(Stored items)
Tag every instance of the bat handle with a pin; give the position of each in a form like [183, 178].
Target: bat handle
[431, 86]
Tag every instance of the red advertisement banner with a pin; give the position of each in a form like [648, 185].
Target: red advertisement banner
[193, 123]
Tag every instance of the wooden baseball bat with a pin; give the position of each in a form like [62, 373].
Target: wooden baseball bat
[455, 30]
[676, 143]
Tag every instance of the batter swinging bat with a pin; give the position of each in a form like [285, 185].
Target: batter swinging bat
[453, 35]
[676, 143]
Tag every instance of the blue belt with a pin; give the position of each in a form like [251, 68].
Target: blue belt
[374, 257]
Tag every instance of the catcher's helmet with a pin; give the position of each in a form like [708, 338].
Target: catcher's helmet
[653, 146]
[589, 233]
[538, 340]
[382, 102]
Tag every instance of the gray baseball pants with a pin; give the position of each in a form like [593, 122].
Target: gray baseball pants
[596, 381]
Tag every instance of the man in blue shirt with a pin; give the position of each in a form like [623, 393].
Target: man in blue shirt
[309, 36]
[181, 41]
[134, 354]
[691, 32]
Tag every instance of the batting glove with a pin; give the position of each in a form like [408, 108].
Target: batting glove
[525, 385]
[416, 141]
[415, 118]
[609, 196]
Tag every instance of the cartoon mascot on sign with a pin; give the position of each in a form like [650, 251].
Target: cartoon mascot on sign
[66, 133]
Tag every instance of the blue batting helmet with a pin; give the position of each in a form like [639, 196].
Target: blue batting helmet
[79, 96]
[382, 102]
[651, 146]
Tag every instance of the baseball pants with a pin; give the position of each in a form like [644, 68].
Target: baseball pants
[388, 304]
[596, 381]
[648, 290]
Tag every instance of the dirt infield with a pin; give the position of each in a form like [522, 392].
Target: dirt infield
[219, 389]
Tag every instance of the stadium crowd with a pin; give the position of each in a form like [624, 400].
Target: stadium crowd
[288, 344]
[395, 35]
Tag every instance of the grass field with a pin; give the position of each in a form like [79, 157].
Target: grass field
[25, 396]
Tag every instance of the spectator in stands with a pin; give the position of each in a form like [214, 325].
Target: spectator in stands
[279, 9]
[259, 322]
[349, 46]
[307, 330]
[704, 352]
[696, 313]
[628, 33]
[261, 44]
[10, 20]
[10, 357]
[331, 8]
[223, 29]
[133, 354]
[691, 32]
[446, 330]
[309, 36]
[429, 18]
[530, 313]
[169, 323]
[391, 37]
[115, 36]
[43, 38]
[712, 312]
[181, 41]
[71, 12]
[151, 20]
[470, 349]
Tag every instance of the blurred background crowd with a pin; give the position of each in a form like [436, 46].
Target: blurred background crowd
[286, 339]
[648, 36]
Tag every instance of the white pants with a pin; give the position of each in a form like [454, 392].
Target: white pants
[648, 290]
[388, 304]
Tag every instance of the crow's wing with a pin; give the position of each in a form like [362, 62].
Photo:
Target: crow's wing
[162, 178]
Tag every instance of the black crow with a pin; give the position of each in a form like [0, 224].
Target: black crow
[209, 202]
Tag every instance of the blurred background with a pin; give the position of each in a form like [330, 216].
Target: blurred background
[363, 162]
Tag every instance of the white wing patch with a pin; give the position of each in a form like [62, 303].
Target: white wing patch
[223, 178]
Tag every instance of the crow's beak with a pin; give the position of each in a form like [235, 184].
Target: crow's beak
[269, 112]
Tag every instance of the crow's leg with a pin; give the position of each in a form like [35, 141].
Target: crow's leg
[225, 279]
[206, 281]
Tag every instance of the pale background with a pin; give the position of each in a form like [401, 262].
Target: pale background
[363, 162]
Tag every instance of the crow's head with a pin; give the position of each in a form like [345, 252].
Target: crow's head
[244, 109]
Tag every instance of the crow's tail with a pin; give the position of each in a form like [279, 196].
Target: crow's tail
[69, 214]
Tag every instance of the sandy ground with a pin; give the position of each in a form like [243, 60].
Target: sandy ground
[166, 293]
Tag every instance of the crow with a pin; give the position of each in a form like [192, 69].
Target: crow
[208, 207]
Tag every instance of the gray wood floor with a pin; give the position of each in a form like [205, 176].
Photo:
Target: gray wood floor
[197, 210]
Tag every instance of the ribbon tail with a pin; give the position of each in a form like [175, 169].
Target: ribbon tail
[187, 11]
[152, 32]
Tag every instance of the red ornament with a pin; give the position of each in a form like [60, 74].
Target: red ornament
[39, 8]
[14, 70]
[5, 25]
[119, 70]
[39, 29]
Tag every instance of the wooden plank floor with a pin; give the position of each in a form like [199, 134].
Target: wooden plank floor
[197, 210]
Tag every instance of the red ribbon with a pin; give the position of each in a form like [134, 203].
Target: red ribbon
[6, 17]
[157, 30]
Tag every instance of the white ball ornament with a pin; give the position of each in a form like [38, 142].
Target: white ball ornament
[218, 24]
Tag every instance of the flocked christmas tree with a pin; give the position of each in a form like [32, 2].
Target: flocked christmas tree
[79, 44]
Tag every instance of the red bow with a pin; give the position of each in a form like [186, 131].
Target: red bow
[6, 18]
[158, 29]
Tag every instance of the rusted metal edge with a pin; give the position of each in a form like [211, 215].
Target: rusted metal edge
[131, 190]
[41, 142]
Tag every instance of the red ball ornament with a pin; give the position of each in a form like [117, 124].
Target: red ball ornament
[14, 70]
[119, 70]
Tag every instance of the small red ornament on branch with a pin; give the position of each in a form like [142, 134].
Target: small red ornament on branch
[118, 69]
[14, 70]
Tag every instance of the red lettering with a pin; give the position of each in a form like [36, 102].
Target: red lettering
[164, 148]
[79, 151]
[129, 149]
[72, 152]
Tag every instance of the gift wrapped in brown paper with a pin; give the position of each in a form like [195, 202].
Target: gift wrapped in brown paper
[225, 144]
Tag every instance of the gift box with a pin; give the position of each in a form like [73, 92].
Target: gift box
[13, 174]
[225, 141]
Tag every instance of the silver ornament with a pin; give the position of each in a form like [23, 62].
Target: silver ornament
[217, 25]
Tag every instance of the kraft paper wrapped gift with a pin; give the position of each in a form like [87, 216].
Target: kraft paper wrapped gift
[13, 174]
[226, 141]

[WORK REQUIRED]
Please return exactly the lines that run from the line with "Tag every instance of the rusted" through the end of the records above, both included, and nothing more.

[TASK OUTPUT]
Tag every instance of the rusted metal edge with a pin; give the position of each in a form like [211, 215].
Target: rusted metal edge
[131, 190]
[41, 142]
Tag every instance of the red ball ornament with a pin; give the position of each in a form like [117, 124].
Target: red ball ornament
[14, 70]
[119, 70]
Tag every instance of the small red ornament on branch with a pin; give the position of each in a form like [142, 134].
Target: small red ornament on branch
[118, 69]
[14, 70]
Tag every instance of the red lettering with a pin; give the position of each in a form like [36, 102].
Target: red lettering
[164, 148]
[79, 151]
[129, 149]
[72, 152]
Tag every instance of the gift wrapped in brown paper with a pin; give the position of each in a form like [195, 202].
Target: gift wrapped in brown paper
[225, 144]
Tag every instance of the gift box with a pin; give the position of each in a form like [73, 92].
Target: gift box
[13, 174]
[225, 141]
Tag every instance of the silver ornament with a pin; give the position of each in a form like [23, 62].
Target: silver ornament
[217, 25]
Tag every instance of the kraft paper wrapped gift with a pin; give the position of each in a form like [87, 216].
Target: kraft paper wrapped gift
[13, 174]
[226, 141]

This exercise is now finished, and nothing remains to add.